= AUSGEWÄHLTER TEXT =
********
# Slick Applet



## Rayo (11. Sep 2012)

Hallo, ich habe mir ein Slick Applet erstellt: Blockcraft - Create your World!

Nun möchte ich die Internetseite verändern, aber die index.html wird einfach ignoriert und es hat keinen Einfluss, ob sie da ist oder nicht.
Ich habe alle Jars signiert, könnte das irgendeinen Einfluss daran haben, oder soll man nur bestimmte Jars signieren?

Des Weiteren läuft das Applet mit einer zu hohen FPS, aber das ist mein zweites Problem. :/


----------



## Gonzo17 (12. Sep 2012)

Rayo hat gesagt.:


> Des Weiteren läuft das Applet mit einer zu hohen FPS, aber das ist mein zweites Problem. :/



Das kann man soweit ich weiß eingrenzen, schau mal hier: Slick Forums &bull; View topic - Force frame rate


----------



## Helgon (15. Sep 2012)

deine erste frage verstehe ich nicht
61 fps sind doch ok?


----------



## Rayo (16. Sep 2012)

Das mit der index.html hat sich erledigt, die Datei wurde warscheinlich nicht so schnell geupdated.
Und die FPS ist schon eingegrenzt auf 60 FPS. Bei dem Applet ist sie jedoch trotzdem höher. (Obwohl da 60 FPS steht ist es lokal viel langsamer)


----------



## Gonzo17 (17. Sep 2012)

Rayo hat gesagt.:


> Und die FPS ist schon eingegrenzt auf 60 FPS. Bei dem Applet ist sie jedoch trotzdem höher. (Obwohl da 60 FPS steht ist es lokal viel langsamer)



Was heißt höher? Und woran siehst du es, wenn da trotzdem 60 FPS steht?

Oder andersrum, was wäre so schlimm daran wenn zB 70 FPS im Applet laufen würden? Du kannst ja niemals die GENAUE Anzahl FPS erzwingen, das wird immer schwanken und solange es nicht zu sehr schwankt sollte das auch kein großes Problem sein.


----------



## Evil-Devil (17. Sep 2012)

Also das Applet wird auf jeden Fall schneller laufen..hab es zu Hause noch nicht probiert, aber hier im Büro auf meiner alten Möhre (P4, GF Ti200, 1GB RAM) lief es mit 65-77 Fps. Auf einem High End Rechner werden sicherlich dreistellige Fps Werte erreicht 

Wohlgemerkt sind hier im Büro Eclipse und einige andere Speicherfresser noch mit aktiv...


----------



## Gonzo17 (17. Sep 2012)
********
= AUFGABE 1 =
Beantworte bitte anhand des Forenthreads zum Slick Applet folgende Fragen:
(a) Welchen Namen trägt das Applet, das Rayo erstellt hat?
(b) Was war laut Rayo wahrscheinlich der Grund, warum die index.html ignoriert wurde?
(c) Mit wie vielen FPS lief das Applet bei Evil-Devil im Büro?
= AUFGABE 2 =
Gib die Einträge vom ersten bis einschließlich der Zeile, die "460, 373, 496]]" enthält, unverändert aus.
********
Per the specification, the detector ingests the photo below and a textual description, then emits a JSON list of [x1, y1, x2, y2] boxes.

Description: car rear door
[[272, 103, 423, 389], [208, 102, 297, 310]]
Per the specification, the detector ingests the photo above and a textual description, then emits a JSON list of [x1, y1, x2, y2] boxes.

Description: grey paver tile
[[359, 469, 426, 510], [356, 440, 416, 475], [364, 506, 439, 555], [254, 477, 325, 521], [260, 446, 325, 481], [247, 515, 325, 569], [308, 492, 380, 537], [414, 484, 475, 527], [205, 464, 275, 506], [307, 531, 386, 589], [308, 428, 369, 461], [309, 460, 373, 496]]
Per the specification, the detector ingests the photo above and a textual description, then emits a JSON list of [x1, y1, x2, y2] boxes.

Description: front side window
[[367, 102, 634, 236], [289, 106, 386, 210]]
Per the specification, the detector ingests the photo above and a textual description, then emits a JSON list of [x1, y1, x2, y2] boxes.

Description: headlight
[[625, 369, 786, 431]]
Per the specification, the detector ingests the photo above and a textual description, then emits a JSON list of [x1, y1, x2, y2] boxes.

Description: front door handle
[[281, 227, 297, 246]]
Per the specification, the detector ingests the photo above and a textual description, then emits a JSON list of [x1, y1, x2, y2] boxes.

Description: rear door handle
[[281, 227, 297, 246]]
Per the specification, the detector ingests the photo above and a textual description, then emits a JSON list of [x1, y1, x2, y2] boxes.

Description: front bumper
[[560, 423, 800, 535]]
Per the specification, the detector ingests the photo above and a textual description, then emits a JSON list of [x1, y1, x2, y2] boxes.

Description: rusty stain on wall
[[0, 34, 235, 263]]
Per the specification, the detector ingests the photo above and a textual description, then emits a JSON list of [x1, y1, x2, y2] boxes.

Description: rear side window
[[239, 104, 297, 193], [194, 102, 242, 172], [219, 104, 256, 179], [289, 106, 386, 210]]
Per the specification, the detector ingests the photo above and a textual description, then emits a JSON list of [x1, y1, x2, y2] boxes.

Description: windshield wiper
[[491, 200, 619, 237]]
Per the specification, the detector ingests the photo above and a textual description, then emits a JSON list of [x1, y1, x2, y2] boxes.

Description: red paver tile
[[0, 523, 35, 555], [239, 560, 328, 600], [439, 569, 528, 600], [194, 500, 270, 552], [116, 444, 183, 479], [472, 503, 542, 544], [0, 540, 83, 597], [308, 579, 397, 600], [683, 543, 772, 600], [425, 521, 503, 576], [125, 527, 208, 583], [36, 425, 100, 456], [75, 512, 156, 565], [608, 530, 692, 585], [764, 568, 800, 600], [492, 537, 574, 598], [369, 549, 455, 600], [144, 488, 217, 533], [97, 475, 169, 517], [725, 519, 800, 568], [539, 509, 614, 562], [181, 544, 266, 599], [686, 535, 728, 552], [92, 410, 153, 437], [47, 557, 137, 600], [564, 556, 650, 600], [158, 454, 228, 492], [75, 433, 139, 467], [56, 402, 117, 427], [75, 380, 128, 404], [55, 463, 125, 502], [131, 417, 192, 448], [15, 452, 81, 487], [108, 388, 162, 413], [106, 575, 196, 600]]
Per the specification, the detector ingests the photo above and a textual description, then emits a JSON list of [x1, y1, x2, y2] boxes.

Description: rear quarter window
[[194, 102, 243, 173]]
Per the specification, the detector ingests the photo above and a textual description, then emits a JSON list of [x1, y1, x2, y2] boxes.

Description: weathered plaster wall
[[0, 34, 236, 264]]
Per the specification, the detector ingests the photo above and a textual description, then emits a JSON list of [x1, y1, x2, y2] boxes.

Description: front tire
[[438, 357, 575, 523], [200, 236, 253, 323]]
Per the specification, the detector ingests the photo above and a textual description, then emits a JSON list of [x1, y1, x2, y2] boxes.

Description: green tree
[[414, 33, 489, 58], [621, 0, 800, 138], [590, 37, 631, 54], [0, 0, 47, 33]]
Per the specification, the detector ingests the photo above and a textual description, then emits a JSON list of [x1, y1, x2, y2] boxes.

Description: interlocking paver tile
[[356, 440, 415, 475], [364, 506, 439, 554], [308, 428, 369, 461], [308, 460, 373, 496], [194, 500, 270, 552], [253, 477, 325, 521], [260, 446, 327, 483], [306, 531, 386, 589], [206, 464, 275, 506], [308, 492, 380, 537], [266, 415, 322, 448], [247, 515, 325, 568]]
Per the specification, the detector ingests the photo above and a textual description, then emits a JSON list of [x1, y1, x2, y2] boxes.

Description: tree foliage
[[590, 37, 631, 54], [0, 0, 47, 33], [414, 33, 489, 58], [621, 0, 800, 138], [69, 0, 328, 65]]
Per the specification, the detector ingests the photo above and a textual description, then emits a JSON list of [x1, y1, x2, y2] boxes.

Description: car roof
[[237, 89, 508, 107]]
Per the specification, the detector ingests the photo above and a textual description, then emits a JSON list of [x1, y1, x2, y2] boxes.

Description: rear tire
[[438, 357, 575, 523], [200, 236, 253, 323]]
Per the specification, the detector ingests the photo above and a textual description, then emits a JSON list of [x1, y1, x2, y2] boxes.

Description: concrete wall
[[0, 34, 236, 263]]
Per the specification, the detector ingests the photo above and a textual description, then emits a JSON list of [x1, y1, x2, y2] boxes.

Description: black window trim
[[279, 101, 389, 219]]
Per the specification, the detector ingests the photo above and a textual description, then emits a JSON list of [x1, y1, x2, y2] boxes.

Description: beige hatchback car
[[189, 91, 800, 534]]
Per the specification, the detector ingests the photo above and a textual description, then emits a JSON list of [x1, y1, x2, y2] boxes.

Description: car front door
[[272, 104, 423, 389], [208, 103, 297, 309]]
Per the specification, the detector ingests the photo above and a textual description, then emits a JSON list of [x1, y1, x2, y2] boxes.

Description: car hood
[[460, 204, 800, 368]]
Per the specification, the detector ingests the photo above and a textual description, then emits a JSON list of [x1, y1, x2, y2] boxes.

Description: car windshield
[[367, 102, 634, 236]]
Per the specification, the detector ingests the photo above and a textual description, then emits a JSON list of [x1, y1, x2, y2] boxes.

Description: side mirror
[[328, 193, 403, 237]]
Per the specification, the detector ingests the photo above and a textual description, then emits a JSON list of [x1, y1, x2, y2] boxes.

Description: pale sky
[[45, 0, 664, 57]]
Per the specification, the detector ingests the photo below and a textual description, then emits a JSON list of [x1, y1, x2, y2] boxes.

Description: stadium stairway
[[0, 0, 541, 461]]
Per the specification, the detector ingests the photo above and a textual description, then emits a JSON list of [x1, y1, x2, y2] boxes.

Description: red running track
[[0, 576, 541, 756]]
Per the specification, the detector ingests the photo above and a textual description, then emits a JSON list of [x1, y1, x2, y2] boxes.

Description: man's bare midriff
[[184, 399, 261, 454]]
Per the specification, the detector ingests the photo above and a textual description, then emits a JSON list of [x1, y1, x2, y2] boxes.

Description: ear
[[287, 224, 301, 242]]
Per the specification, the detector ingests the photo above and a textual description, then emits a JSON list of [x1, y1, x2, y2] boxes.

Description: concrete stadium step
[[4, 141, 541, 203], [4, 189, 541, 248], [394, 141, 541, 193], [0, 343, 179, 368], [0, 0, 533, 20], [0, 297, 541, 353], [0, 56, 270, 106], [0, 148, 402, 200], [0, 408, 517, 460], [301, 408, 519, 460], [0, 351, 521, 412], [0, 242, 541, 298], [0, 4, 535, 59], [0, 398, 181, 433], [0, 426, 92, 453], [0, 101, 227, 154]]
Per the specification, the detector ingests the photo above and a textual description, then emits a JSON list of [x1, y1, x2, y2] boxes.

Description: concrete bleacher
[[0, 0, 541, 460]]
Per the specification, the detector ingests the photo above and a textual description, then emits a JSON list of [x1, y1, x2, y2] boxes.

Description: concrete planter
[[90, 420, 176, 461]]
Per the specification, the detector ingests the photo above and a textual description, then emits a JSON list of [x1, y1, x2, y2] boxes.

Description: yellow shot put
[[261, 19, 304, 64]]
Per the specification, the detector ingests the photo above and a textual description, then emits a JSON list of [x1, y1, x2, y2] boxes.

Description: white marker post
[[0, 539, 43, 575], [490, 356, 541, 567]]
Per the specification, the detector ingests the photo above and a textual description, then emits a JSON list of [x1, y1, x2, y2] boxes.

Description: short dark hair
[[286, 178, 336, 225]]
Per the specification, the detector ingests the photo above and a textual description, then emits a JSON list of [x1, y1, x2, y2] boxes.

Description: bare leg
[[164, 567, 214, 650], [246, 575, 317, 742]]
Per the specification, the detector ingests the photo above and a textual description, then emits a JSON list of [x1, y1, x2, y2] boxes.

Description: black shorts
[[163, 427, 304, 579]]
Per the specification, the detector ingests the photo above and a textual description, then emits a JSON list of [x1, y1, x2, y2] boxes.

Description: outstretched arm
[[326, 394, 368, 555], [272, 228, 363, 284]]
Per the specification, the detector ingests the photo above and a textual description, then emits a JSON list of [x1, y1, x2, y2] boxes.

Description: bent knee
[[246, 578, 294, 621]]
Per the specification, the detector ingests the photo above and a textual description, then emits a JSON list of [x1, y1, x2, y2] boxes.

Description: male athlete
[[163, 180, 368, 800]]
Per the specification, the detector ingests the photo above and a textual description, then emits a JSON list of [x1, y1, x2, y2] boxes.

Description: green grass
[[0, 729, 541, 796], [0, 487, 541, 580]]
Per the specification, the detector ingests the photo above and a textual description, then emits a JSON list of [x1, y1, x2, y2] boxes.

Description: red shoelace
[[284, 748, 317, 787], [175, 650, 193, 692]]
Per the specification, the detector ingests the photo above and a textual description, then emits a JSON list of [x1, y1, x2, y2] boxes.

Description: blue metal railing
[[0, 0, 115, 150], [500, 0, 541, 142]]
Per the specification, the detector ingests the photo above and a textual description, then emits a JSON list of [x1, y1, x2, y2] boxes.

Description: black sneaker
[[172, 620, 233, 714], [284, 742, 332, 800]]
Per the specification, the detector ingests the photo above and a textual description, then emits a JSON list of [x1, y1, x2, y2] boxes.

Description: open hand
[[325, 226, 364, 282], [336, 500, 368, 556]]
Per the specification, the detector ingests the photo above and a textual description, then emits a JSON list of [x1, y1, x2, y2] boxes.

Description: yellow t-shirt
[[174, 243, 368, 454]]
********
= ANTWORT 1 =
(a) Blockcraft - Create your World!
(b) Die Datei wurde wahrscheinlich nicht so schnell aktualisiert.
(c) Mit 65-77 FPS.

= ANTWORT 2 =
Per the specification, the detector ingests the photo below and a textual description, then emits a JSON list of [x1, y1, x2, y2] boxes.

Description: car rear door
[[272, 103, 423, 389], [208, 102, 297, 310]]
Per the specification, the detector ingests the photo above and a textual description, then emits a JSON list of [x1, y1, x2, y2] boxes.

Description: grey paver tile
[[359, 469, 426, 510], [356, 440, 416, 475], [364, 506, 439, 555], [254, 477, 325, 521], [260, 446, 325, 481], [247, 515, 325, 569], [308, 492, 380, 537], [414, 484, 475, 527], [205, 464, 275, 506], [307, 531, 386, 589], [308, 428, 369, 461], [309, 460, 373, 496]]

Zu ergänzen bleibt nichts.